Copy the lines of the listing below from the line containing "Please identify the metal" through the line containing "<point>204,268</point>", character for character.

(Excerpts from a point labeling dataset)
Start
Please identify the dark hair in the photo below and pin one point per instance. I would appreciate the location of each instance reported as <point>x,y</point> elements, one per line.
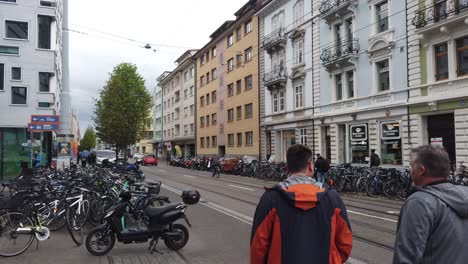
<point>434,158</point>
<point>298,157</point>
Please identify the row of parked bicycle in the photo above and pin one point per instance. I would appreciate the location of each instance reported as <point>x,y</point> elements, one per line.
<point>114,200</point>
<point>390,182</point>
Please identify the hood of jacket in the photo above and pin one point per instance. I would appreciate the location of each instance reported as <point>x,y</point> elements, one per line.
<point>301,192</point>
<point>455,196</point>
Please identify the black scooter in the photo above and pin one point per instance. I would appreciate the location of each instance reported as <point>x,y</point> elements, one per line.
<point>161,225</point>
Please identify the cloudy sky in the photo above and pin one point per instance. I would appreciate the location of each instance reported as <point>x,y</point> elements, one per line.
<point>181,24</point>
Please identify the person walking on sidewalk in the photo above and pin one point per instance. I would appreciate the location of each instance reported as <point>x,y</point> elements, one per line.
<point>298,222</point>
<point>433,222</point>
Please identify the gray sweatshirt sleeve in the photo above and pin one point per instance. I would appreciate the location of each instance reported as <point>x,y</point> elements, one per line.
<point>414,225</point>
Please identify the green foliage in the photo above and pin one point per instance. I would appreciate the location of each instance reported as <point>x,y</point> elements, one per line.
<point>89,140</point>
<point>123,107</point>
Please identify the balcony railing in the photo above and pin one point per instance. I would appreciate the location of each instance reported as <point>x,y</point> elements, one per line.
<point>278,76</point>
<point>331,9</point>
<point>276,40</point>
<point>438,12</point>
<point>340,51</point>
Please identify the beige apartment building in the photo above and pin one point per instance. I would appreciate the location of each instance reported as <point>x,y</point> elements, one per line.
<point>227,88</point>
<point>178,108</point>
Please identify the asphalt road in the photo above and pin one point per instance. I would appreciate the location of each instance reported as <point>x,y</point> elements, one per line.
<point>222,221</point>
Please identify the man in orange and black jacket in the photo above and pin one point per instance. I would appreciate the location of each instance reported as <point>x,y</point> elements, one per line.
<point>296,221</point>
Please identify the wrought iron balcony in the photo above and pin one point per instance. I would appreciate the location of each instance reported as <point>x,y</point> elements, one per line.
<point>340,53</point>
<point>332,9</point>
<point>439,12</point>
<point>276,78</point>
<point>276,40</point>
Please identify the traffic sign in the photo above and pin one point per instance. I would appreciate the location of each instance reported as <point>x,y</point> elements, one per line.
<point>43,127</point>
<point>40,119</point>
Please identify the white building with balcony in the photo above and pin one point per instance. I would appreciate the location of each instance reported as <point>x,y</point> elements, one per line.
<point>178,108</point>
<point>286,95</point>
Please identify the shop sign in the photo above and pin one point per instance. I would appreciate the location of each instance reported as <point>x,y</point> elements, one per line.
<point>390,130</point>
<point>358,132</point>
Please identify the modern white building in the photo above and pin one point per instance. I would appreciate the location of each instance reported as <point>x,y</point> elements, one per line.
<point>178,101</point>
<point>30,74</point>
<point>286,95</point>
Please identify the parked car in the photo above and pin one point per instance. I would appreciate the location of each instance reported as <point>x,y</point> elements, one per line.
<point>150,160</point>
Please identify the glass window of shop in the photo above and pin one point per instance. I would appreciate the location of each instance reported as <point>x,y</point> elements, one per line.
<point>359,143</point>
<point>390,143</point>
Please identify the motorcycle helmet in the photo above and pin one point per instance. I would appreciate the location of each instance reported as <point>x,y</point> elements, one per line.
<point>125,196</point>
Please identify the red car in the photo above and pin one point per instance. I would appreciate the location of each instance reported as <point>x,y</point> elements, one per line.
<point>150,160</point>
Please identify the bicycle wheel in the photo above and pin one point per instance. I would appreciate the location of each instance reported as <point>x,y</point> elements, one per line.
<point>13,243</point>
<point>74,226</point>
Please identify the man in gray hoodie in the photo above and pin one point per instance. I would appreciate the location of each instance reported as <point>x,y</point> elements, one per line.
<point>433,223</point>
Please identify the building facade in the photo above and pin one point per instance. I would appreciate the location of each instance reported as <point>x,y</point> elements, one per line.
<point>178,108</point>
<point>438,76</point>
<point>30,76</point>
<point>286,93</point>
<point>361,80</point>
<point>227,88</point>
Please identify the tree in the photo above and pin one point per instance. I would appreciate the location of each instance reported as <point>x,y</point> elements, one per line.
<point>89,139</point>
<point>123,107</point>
End
Start
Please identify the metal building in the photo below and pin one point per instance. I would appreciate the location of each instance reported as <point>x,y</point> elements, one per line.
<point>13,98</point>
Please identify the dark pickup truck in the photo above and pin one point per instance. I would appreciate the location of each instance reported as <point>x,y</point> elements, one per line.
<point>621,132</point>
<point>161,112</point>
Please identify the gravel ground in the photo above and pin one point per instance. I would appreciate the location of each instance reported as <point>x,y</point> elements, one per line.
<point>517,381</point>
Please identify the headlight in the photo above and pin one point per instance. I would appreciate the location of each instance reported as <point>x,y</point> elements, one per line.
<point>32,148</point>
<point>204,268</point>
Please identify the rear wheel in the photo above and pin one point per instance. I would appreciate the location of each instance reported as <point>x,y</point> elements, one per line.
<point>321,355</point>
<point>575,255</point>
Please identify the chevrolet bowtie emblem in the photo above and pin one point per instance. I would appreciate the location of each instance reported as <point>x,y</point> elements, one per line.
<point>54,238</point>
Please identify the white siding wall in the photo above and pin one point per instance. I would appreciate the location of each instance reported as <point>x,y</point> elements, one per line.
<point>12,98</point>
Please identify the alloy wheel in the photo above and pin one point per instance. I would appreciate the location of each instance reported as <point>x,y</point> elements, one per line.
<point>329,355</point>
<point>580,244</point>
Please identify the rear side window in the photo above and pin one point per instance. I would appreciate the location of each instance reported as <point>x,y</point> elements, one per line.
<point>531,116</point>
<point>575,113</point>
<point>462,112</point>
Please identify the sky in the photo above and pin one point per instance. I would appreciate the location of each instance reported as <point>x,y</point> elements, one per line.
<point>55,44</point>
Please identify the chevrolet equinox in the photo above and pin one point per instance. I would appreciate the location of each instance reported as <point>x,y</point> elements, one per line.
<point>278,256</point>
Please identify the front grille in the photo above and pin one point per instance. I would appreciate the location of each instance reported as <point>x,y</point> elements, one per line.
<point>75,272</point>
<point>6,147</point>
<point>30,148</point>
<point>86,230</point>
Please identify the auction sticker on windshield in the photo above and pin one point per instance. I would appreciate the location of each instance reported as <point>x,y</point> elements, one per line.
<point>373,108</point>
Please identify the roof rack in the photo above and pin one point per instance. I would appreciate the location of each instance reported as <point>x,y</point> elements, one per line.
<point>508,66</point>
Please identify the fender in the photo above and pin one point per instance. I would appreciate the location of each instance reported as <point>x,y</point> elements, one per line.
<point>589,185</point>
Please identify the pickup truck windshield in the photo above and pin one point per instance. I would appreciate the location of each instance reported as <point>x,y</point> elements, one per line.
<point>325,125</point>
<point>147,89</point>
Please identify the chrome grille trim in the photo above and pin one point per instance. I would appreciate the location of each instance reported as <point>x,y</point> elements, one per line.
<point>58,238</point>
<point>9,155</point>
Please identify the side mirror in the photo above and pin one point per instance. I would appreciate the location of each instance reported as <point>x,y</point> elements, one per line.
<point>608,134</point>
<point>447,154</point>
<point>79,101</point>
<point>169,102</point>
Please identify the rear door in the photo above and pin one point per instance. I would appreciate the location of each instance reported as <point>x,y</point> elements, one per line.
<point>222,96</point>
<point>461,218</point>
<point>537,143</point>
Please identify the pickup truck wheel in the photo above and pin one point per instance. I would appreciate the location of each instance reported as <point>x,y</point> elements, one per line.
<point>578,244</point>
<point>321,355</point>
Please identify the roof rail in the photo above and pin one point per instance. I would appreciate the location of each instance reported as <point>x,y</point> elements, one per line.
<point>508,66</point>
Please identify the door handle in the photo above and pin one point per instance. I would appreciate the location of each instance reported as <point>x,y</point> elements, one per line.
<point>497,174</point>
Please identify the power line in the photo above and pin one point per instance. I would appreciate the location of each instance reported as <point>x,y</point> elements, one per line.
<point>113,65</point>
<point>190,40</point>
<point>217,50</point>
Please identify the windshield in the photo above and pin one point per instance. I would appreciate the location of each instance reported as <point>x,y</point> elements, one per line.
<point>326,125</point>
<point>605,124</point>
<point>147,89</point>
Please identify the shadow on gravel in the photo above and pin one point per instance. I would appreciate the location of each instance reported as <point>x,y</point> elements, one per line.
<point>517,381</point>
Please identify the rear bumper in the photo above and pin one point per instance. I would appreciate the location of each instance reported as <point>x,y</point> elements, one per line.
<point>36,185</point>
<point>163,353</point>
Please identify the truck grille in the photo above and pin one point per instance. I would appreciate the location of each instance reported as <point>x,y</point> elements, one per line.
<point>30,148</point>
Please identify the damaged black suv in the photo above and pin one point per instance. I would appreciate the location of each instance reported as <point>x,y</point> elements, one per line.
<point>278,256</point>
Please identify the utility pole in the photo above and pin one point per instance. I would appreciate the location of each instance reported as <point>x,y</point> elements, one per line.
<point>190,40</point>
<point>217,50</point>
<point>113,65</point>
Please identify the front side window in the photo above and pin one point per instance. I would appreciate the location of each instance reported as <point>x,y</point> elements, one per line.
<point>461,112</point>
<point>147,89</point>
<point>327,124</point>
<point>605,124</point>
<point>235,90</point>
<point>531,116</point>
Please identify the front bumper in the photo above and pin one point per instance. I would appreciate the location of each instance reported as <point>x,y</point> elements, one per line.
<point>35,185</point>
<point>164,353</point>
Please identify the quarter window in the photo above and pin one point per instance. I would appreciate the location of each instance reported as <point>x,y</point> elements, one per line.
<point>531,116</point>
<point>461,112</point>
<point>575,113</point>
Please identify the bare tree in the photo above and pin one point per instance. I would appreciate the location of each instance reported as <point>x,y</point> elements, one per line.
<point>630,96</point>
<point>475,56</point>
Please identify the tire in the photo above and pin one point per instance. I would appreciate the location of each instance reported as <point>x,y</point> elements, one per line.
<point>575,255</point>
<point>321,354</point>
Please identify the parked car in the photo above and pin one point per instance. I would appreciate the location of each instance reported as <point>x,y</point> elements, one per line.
End
* Reply
Please identify the metal building in the photo below and pin one point per instance. I would appreciate the location of each instance reported as <point>x,y</point> elements, one per line.
<point>13,98</point>
Please identify the dark pickup truck in the photo above and pin one point per instance. I would appreciate the location of each instance reported as <point>x,y</point> elements, one per line.
<point>621,132</point>
<point>161,112</point>
Please identify the gravel ground in the photo above and pin one point per instance. I would appreciate the location of each instance reported as <point>x,y</point> elements, one per line.
<point>517,381</point>
Please identify the headlight in the photo above and pin one point per instance. I would appreciate the location of each instance reported as <point>x,y</point> elements, one per line.
<point>32,148</point>
<point>204,268</point>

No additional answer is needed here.